_Exercise_
Repeat the records below word for word and omit each image.

_Data to process_
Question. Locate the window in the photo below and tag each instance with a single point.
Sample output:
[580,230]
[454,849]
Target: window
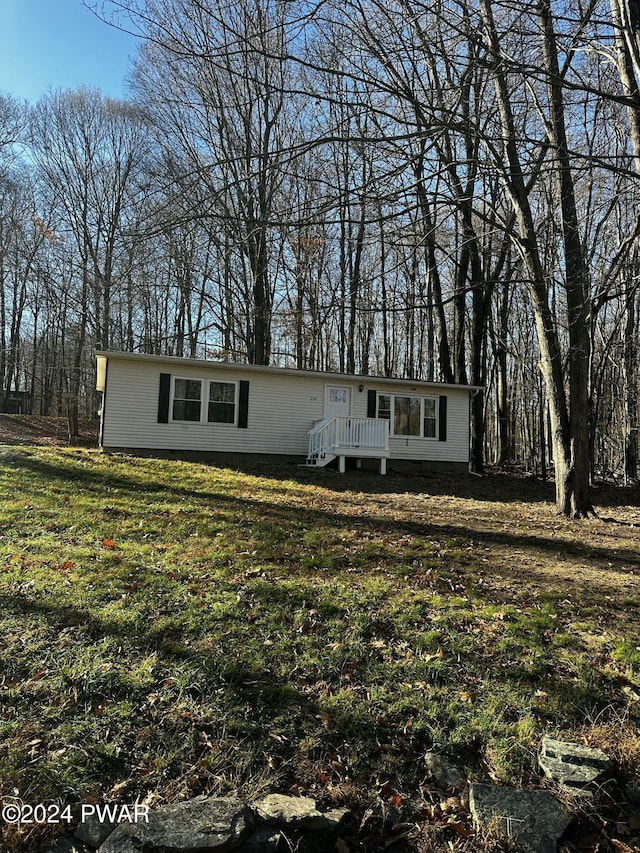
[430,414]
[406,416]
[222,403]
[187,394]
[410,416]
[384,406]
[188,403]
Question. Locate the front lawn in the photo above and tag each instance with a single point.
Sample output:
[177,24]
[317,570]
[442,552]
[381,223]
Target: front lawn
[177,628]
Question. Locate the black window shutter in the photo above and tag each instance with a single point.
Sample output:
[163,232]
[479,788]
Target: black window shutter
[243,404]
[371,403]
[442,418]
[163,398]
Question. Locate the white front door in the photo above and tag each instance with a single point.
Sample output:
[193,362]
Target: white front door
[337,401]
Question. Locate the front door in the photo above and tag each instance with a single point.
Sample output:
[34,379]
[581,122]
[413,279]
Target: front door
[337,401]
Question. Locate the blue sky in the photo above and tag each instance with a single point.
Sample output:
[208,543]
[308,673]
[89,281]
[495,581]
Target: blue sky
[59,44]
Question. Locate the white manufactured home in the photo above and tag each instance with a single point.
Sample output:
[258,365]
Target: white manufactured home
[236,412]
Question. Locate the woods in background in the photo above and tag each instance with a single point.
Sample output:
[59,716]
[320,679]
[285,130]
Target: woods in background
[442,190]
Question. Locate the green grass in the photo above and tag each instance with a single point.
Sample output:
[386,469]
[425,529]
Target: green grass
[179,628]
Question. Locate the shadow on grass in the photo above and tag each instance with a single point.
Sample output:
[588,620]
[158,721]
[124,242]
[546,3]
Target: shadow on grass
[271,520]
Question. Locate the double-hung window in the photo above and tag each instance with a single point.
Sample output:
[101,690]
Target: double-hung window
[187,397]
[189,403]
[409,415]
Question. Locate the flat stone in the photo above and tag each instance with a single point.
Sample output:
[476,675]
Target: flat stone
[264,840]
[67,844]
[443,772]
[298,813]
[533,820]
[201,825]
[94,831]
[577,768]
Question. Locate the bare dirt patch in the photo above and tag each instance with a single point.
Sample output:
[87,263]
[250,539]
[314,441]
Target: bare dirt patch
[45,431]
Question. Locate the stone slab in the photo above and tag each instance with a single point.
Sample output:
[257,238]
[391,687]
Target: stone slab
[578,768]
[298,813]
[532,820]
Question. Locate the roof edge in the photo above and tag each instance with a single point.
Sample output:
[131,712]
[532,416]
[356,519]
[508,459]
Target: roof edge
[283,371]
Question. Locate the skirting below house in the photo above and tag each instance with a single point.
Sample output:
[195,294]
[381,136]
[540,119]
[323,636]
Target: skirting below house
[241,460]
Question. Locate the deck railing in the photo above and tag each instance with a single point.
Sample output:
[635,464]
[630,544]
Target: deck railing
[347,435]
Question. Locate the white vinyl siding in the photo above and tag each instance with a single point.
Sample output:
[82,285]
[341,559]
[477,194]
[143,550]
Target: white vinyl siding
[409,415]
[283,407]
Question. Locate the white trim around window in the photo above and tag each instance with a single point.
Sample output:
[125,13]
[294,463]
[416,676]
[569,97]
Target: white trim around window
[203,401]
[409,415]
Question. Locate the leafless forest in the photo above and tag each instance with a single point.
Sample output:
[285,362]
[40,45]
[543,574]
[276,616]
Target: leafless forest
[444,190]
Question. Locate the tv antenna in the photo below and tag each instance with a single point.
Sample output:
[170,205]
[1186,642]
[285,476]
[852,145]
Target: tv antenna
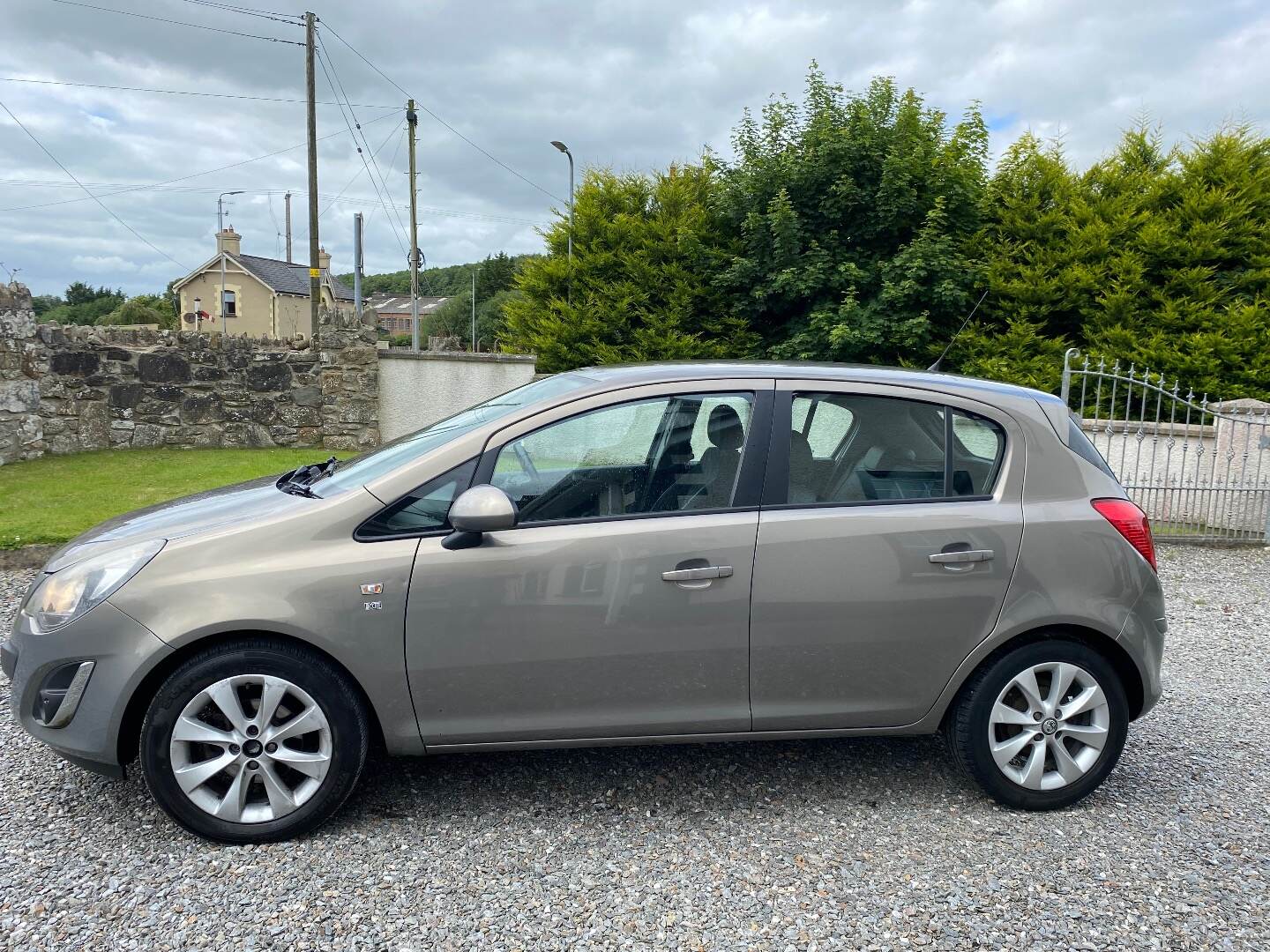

_Output of the task_
Question. Locate the window in the photo below and tag each instance with a single point.
Sample output:
[580,230]
[454,849]
Target: window
[430,414]
[406,416]
[222,403]
[187,394]
[410,416]
[384,406]
[188,403]
Question. Locate the front lawn in the photo above and tag each instance with a single point.
Sample output:
[177,24]
[317,570]
[442,552]
[381,223]
Target: front lawn
[177,628]
Question. Locate the black window shutter in the photo above and tag each instance with a single point.
Sample output:
[163,232]
[479,788]
Target: black window shutter
[243,404]
[371,403]
[442,418]
[163,398]
Question. Locate the white front door in the photo above and tag each instance with a single point.
Sample output:
[193,362]
Target: white front door
[337,401]
Question. Locate the front door in the photo above and tag each instance with a single point.
Sample output:
[34,379]
[581,122]
[413,279]
Target: front door
[337,401]
Question. Locate the blue sky in the photo above and tag each instance with a single point.
Sample output:
[208,543]
[308,673]
[89,281]
[495,581]
Target: blue sky
[59,44]
Question. Locate the white manufactured home in the photo above and tag each instance with a single point.
Sample output:
[258,365]
Target: white manufactured home
[236,412]
Question. Locate the woods in background in the photo above and tag each instance with a single point.
Sample output:
[59,716]
[320,679]
[285,130]
Target: woods in background
[442,190]
Question. Locate the green grass in the photo above and tag each instance with a single point.
Sample output:
[386,469]
[425,529]
Target: green grass
[179,628]
Question. Locate the shadow on grass in the photo above and tag each instance with a single point.
Sample output:
[588,620]
[158,721]
[124,242]
[546,3]
Target: shadow on grass
[271,520]
Question. Locate the double-hung window in the photo above and tag each instance with a single point.
Sample output:
[101,690]
Target: double-hung window
[187,397]
[189,403]
[409,415]
Question. Locate the flat stone in the photo above and tag each instance with a single point.
Sample output:
[476,675]
Target: flat stone
[264,840]
[67,844]
[443,772]
[298,813]
[533,820]
[201,825]
[94,831]
[577,768]
Question. Locate the bare dirt patch in the photo above and tag each instance with a single point.
Sample output:
[87,263]
[250,539]
[314,441]
Target: bare dirt patch
[45,431]
Question. Locate the stone slab in the photo above and tag each instance with a single point.
Sample output:
[257,238]
[391,687]
Target: stone slab
[578,768]
[298,813]
[532,820]
Question. Locate the roof edge in the photo above and tag each instance with a single point.
Sample output:
[131,712]
[532,416]
[356,519]
[508,459]
Target: roof edge
[283,371]
Question. Locate the skirting below house in the photo above and tag each instance with a single point.
Sample output:
[195,294]
[381,136]
[540,119]
[323,636]
Target: skirting below house
[241,460]
Question. Locate the deck railing in the photo above and tag each instance with a single point.
Sample output:
[635,464]
[630,544]
Target: deck railing
[347,435]
Question. Locate the white vinyl siding in the photo above and tag each instance with a single point.
Sample output:
[82,285]
[341,559]
[477,194]
[143,550]
Target: white vinyl siding
[409,415]
[283,407]
Question. Locate the white trim around window in the photo above and tag each instance with a single point.
Sample output:
[125,13]
[294,463]
[416,676]
[569,97]
Target: white trim around window
[203,401]
[409,415]
Question. Locate the leafless forest in the photo above and tag each instance with a single point.
Sample output:
[285,362]
[40,45]
[543,574]
[276,616]
Target: leafless forest
[444,190]
Question. Locate the tv antenna in the photo below and tag each instance with a single point.
Sample output:
[170,205]
[1186,642]
[285,476]
[852,145]
Target: tv antenna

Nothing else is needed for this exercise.